Two weeks ago, I started watching the films in my DVD collection that have been awarded the Oscar for Best Picture (move on).
Last night, I had made it to 1993 with Schindler's List. Capturing the horrors of the Holocaust on film is always difficult. How can the horrors of that spasm of hate be portrayed at a personal level without losing empathy in a terrifying cascade of numbers. How can the mind wrap itself around 6 million Jews being killed for just being Jews?
Spielberg did it by letting us look at individuals and how the constant terror of death affected the people with names. Names that are repeated in the film. Names that would constitute Schindler's famous list.
But there was another scene that always makes me catch my breath -- both in this film, other documentaries, and at the Holocaust Museum in Washington, DC.
Piles of photographs. Photographs that arrested families gathered up in a hope of cherishing, for at least another generation, memories of faces that would fade in time. Just as the memories would.
But these photographs would no longer accompany families on their journey through life. They were stripped away by German guards who would -- sooner, than later -- gas those lives into oblivion. We now look on the photographs that will no longer be fondled by their original owners.
Photographs are a funny thing. My mother is currently going through her possessions trying to decide which pieces should be given to family or friends. I have talked with friends who have parents making similar decisions.
One item keeps coming up in conversation. Photographs. Most of the people I know are in a quandary. Because family life has changed drastically even during my lifetime, my friends do not have any recollection of most of the people in family photographs. And show little inclination in becoming the guardian of the family heritage.
I once was counted amongst The Indifferent. When I moved from Oregon to Mexico, I threw away handfuls of photographs. I saw very little value in toting them with me to Mexico -- only to see them slowly fade into oblivion.
But, for some reason, I kept a few envelopes. I cannot tell you why I chose some over others. But they are now here in the house with no name.

▸ **Excerpted records**:
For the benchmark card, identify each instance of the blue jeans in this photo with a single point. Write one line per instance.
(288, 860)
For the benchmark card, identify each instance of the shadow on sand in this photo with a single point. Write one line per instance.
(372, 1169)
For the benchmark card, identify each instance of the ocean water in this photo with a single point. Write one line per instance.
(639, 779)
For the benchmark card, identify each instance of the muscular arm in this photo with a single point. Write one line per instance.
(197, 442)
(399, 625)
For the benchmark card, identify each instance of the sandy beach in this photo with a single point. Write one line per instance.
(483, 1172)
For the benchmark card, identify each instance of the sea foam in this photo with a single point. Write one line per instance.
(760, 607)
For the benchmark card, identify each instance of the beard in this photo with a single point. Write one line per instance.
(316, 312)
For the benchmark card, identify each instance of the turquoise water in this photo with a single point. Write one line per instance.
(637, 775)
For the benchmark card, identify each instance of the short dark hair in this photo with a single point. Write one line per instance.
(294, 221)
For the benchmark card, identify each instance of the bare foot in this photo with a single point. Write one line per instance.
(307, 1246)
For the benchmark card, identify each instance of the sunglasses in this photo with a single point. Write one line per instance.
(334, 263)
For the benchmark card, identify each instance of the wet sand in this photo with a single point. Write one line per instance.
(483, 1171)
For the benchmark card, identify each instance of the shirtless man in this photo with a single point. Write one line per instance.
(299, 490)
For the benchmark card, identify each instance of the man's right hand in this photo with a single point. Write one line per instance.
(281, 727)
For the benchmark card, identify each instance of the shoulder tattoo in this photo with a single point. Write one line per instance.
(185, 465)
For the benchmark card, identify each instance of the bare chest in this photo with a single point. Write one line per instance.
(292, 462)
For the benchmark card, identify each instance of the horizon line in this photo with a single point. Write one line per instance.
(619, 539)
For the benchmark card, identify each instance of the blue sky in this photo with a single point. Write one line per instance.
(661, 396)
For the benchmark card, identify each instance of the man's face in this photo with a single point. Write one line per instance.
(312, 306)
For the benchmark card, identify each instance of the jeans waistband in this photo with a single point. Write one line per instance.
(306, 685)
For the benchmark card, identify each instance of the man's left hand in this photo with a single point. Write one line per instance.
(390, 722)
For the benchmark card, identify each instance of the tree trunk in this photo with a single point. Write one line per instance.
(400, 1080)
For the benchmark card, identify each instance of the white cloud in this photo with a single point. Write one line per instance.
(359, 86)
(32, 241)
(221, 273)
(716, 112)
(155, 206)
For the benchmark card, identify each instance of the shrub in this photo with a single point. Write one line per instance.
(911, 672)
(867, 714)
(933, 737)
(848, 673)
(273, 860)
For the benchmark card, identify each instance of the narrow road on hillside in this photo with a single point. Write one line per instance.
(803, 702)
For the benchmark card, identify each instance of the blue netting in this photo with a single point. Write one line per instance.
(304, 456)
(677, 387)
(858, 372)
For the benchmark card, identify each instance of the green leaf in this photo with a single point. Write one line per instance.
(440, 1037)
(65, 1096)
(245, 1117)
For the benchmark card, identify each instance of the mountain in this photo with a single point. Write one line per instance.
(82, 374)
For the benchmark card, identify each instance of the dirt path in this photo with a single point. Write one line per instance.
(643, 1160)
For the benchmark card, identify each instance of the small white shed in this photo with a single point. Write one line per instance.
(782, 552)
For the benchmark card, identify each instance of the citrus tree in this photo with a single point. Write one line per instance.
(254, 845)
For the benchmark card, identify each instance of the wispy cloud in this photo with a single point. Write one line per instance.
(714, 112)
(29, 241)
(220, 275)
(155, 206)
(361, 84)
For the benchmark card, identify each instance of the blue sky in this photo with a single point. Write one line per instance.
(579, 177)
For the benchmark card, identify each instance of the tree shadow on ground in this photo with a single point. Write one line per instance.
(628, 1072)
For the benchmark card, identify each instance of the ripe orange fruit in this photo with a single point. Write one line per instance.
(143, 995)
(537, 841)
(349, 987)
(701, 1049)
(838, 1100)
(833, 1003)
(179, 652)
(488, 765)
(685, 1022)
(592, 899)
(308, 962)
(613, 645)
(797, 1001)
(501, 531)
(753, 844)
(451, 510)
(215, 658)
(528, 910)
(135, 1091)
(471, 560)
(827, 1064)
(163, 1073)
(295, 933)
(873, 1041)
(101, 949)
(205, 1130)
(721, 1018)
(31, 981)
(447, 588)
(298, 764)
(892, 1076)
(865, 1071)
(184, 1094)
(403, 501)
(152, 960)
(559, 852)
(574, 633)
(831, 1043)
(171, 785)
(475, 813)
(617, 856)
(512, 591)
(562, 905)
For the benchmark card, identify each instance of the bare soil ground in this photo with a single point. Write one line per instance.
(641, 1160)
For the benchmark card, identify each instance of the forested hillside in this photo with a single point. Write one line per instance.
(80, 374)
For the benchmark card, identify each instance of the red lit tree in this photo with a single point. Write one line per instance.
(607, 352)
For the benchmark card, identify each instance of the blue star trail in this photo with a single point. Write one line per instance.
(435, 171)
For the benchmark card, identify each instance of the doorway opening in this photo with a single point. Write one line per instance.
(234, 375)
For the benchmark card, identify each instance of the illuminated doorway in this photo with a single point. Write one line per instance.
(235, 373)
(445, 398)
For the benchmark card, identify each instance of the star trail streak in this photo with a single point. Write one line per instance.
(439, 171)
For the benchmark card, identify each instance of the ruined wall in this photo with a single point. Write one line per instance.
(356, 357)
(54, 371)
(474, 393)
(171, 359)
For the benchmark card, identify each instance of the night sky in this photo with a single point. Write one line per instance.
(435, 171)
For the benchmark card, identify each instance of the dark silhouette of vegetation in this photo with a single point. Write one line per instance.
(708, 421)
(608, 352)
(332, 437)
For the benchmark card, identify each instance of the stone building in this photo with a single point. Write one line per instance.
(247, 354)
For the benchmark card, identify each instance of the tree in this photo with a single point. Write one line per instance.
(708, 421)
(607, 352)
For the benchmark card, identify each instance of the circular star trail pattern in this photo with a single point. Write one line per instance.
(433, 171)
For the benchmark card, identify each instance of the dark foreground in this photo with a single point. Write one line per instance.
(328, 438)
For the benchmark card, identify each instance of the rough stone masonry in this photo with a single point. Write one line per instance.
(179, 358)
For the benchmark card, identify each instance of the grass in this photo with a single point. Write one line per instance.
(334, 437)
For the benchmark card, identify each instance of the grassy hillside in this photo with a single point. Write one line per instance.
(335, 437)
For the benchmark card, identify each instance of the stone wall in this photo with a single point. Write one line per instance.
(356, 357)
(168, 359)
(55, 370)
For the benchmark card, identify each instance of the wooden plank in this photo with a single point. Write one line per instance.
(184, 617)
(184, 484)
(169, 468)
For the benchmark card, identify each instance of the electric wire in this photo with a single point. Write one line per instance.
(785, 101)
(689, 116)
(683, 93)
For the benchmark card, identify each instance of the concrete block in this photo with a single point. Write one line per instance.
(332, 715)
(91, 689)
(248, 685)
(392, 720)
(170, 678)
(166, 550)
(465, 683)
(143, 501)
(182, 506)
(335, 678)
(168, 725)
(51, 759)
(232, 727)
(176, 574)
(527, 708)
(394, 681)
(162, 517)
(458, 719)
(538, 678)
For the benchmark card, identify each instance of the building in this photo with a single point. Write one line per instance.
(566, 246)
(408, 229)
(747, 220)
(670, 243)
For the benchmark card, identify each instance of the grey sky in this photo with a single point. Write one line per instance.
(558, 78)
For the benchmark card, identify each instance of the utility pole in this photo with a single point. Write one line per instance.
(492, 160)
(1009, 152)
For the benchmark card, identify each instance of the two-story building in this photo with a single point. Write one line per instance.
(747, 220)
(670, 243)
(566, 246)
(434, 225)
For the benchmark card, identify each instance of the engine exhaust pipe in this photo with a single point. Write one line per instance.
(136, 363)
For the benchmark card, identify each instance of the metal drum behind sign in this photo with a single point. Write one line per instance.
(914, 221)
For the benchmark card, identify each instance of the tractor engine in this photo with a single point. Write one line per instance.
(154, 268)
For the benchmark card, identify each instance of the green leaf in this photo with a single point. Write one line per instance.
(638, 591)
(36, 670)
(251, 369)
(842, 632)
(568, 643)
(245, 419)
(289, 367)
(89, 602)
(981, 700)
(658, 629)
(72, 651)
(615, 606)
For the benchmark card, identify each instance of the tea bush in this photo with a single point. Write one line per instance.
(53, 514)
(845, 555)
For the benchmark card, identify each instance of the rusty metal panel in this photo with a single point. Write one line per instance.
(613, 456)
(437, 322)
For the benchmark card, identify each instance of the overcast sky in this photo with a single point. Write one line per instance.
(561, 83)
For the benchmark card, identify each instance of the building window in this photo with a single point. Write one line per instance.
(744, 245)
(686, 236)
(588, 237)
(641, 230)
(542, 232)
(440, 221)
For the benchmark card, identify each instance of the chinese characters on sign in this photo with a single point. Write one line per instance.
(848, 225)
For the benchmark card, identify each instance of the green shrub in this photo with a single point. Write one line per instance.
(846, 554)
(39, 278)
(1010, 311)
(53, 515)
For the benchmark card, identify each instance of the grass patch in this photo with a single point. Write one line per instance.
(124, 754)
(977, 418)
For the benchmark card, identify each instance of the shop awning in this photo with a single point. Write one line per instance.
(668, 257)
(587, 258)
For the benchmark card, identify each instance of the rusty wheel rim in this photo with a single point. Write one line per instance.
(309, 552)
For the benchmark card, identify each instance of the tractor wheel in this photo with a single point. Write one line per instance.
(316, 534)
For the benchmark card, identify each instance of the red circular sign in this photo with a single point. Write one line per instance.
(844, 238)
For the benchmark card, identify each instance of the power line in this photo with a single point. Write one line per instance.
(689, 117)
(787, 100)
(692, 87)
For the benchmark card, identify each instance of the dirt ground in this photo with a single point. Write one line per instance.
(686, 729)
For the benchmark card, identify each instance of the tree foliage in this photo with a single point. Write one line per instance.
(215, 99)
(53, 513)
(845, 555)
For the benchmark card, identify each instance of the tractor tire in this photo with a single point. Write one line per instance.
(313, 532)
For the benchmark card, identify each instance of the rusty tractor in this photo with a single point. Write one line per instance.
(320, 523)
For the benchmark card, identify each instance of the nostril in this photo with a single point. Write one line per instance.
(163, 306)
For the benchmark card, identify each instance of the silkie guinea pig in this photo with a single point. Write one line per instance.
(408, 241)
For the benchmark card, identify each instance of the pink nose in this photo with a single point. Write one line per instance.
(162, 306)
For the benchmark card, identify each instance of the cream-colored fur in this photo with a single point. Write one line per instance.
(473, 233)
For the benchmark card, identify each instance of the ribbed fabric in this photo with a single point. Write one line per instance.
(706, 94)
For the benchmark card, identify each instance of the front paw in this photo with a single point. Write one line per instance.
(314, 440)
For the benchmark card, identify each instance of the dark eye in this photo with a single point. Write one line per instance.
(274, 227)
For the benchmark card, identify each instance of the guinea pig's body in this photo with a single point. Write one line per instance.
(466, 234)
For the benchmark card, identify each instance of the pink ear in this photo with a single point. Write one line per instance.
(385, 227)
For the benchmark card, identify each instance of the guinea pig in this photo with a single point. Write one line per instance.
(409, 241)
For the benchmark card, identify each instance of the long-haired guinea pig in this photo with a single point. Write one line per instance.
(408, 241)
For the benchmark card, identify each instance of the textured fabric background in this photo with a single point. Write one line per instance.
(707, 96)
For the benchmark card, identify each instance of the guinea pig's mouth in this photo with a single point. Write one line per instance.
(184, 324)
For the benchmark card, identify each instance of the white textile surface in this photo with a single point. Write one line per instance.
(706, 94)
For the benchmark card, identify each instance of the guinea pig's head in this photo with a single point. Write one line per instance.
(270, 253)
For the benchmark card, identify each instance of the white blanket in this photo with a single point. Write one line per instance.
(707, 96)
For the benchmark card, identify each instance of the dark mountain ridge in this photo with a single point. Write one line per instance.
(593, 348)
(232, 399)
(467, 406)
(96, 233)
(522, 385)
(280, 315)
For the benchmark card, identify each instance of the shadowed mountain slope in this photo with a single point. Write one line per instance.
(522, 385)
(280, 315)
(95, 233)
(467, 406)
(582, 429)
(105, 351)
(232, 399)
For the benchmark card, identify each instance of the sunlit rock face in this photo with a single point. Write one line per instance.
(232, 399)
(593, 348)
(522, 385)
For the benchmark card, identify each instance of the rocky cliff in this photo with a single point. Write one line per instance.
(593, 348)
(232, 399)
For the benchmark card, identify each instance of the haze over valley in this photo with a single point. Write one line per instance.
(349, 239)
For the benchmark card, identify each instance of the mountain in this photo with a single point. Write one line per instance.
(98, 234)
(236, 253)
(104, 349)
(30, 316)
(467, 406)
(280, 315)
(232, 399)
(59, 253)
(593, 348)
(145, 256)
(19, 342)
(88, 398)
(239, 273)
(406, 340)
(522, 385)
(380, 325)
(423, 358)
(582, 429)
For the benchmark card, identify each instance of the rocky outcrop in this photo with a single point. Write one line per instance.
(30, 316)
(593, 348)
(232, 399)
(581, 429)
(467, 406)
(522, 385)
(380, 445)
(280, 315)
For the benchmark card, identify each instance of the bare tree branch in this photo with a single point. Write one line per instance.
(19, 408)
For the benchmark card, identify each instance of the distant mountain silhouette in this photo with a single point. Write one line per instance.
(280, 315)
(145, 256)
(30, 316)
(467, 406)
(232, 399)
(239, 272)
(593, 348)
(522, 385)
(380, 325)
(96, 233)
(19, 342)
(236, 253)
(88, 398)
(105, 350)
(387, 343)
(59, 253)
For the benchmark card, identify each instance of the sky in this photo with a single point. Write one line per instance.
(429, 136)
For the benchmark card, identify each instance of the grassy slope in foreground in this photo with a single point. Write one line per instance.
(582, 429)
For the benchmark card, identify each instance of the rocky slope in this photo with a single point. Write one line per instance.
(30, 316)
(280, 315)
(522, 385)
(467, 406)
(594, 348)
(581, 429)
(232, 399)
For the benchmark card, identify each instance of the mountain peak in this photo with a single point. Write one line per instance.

▸ **Written exercise 1**: Repeat the passage in the post about photographs above from "But there was" to "making similar decisions.", word for word.
▸ **Written exercise 2**: List every one of the rows above that contains the word "cloud", copying each one whole. Matching is case-sensitive.

▸ **Written answer 1**:
But there was another scene that always makes me catch my breath -- both in this film, other documentaries, and at the Holocaust Museum in Washington, DC.
Piles of photographs. Photographs that arrested families gathered up in a hope of cherishing, for at least another generation, memories of faces that would fade in time. Just as the memories would.
But these photographs would no longer accompany families on their journey through life. They were stripped away by German guards who would -- sooner, than later -- gas those lives into oblivion. We now look on the photographs that will no longer be fondled by their original owners.
Photographs are a funny thing. My mother is currently going through her possessions trying to decide which pieces should be given to family or friends. I have talked with friends who have parents making similar decisions.

▸ **Written answer 2**:
For the benchmark card, identify each instance of the white cloud in this photo with a single point. Write one line per instance.
For the benchmark card, identify each instance of the wispy cloud in this photo with a single point. Write one line per instance.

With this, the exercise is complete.